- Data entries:
━━━━━━━━
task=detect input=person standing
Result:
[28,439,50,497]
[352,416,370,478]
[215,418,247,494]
━━━━━━━━
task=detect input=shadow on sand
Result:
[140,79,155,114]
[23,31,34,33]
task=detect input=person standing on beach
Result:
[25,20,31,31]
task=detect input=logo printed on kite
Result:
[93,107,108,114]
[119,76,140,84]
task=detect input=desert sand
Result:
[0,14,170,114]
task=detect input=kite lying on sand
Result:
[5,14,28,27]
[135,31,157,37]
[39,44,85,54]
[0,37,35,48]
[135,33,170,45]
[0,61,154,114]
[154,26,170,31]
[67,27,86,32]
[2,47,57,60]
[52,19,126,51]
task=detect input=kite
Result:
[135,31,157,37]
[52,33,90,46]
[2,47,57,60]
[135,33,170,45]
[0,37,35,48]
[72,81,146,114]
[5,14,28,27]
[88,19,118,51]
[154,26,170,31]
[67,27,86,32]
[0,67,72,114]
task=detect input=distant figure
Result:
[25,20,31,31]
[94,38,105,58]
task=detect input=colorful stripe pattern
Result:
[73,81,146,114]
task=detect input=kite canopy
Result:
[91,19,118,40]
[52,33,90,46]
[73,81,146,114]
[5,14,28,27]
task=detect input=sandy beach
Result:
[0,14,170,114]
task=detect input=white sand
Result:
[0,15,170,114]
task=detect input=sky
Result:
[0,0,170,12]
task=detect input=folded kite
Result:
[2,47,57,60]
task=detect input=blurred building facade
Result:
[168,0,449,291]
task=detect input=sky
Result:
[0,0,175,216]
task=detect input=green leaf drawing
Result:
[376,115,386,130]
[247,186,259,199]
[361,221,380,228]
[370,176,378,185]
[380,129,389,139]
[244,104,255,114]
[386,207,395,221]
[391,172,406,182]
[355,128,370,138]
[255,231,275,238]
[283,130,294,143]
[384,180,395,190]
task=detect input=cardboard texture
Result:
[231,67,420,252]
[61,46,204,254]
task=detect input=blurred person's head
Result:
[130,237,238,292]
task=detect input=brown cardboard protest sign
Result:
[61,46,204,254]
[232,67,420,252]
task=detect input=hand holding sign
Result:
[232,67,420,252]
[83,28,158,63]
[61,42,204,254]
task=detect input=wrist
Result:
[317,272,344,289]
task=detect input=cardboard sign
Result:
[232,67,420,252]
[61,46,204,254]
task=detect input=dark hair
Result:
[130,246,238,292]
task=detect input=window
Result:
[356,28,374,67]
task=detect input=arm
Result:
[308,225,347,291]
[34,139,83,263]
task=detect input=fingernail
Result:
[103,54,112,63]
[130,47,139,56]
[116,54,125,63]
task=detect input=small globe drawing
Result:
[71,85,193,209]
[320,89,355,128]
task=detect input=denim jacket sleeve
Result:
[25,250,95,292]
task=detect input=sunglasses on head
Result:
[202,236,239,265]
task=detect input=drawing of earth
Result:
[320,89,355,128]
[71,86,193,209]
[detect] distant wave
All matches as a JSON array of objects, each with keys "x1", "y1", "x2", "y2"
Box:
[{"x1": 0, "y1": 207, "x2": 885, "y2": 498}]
━━━━━━━━
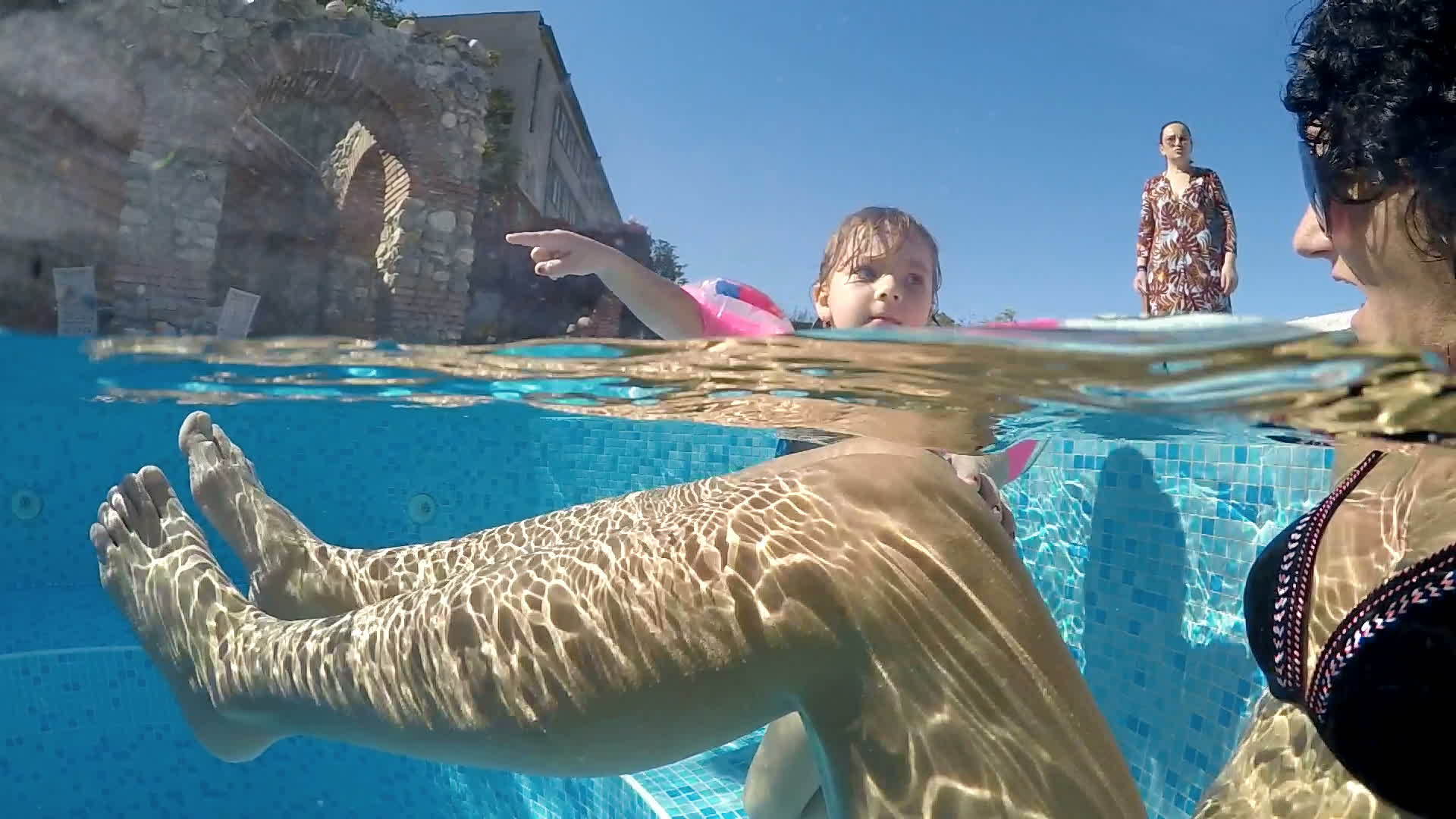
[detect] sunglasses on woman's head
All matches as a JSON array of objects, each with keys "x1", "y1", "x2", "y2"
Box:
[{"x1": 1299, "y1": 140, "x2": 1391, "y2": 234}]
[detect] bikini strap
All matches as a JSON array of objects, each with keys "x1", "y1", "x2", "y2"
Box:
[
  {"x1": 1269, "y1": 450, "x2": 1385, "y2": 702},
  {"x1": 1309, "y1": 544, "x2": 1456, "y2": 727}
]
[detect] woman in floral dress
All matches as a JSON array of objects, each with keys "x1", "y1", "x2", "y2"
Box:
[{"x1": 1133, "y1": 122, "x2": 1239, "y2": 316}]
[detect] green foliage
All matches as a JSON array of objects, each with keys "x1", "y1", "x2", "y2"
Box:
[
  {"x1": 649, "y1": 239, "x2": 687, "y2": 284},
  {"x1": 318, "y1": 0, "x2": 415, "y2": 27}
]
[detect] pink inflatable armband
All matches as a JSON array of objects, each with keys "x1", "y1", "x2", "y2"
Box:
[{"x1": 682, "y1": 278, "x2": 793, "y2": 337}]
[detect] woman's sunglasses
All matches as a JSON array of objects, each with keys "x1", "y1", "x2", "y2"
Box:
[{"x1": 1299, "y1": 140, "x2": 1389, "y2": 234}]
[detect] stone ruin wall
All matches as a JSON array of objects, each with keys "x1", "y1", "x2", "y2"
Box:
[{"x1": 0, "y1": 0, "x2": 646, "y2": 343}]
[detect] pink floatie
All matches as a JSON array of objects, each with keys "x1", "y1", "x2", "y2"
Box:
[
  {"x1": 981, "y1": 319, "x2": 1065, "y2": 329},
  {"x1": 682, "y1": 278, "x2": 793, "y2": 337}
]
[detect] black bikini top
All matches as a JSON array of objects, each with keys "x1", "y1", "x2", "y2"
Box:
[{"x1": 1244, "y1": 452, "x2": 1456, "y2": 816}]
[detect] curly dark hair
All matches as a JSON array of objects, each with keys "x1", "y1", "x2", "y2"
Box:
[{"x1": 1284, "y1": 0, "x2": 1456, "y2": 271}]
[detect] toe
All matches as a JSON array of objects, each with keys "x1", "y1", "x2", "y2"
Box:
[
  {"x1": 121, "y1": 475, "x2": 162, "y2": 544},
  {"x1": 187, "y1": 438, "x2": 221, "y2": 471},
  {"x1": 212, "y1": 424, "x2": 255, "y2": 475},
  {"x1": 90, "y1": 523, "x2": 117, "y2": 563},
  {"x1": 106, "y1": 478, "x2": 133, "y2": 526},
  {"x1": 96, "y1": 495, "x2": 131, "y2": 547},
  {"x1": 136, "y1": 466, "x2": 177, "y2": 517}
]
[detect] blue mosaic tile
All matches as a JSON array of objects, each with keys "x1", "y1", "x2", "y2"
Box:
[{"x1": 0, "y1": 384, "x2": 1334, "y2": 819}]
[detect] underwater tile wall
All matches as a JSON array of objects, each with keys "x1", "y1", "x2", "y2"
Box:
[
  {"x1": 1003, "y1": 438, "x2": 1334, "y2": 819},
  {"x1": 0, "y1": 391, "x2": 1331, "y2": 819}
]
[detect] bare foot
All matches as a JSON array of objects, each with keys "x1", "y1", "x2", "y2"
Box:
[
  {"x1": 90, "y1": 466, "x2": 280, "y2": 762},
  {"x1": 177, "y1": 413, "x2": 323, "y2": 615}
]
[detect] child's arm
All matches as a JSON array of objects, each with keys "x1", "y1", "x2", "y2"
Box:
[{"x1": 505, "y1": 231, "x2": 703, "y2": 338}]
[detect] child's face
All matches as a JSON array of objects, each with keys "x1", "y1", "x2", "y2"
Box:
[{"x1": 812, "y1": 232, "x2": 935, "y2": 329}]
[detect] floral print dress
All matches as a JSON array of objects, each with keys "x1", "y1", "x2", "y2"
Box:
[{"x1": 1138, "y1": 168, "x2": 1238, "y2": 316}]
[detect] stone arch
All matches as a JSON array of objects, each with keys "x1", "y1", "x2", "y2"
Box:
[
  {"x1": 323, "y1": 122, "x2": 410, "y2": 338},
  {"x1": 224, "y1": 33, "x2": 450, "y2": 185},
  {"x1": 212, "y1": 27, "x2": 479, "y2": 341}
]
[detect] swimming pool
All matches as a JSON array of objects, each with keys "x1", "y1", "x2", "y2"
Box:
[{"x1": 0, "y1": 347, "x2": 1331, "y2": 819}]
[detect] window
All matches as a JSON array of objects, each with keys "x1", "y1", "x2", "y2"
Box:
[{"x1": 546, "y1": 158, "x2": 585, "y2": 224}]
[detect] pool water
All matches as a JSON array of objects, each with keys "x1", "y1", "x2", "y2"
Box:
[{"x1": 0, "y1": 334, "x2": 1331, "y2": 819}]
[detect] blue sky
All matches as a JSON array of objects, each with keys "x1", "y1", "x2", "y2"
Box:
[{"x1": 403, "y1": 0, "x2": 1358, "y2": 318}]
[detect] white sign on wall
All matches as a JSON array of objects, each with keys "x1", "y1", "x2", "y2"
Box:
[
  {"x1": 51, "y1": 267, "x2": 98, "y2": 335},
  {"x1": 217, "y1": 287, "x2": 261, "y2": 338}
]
━━━━━━━━
- Task goal:
Reproduce verbatim the entries from the line containing "task=detect input=person standing on beach" through the line containing "[0,0,175,216]", including both of those lines.

- Written response:
task=detect input=person standing on beach
Result:
[25,20,31,31]
task=detect input=logo printed on kite
Result:
[93,107,108,114]
[119,76,140,84]
task=detect input=desert sand
Result:
[0,14,170,114]
task=detect input=kite lying on sand
Result:
[5,14,28,27]
[135,31,157,37]
[39,44,85,54]
[0,37,35,48]
[135,33,170,45]
[0,61,154,114]
[154,26,170,31]
[67,27,86,32]
[2,47,57,60]
[52,19,126,51]
task=detect input=kite
Result:
[135,31,157,37]
[52,33,90,46]
[2,47,57,60]
[135,33,170,45]
[0,37,35,48]
[72,81,146,114]
[5,14,28,27]
[88,19,118,51]
[154,26,170,31]
[67,27,86,32]
[0,67,72,114]
task=detect input=distant figure
Result:
[25,20,31,31]
[94,38,105,58]
task=detect input=colorful stripe pattern
Result:
[73,81,146,114]
task=detect input=kite canopy
Result:
[91,19,118,40]
[52,33,90,46]
[73,81,146,114]
[5,14,28,27]
task=detect input=sandy beach
Result:
[0,14,170,114]
task=detect input=white sand
Result:
[0,15,170,114]
task=detect input=sky
Result:
[0,0,170,12]
task=detect input=folded kite
Result:
[2,47,57,60]
task=detect input=blurred building facade
Result:
[168,0,449,291]
task=detect input=sky
Result:
[0,0,175,216]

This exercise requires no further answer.